* Stated goal *
Quote every line of the material below verbatim, leaving out the pictures.

* Location identification entries *
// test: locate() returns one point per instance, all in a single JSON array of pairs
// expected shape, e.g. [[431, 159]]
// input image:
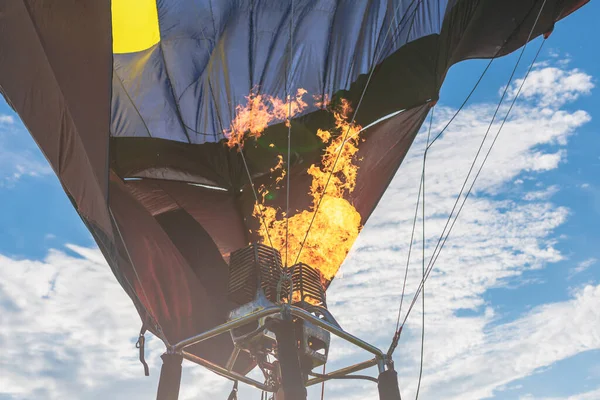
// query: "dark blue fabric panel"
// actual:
[[212, 54]]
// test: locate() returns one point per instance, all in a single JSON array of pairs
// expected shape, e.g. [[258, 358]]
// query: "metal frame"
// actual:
[[381, 359]]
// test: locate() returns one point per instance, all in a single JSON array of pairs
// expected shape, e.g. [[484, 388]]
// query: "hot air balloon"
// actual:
[[225, 154]]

* Task output *
// test: locate() returns one point per instance, all in a single JSON array of pairs
// expected shape, e.g. [[431, 159]]
// input image:
// query: "dark blue fabric panel"
// actual:
[[212, 54]]
// test: locate() returns one point per instance, all in a single JSON array of pairs
// expected shape, e.g. [[258, 358]]
// query: "metal frame"
// actual:
[[381, 359]]
// test: locate() returns one point per instance, all in a single JSON array of pairs
// expected shape, e.g. [[484, 388]]
// query: "hot air balloon"
// actual:
[[225, 154]]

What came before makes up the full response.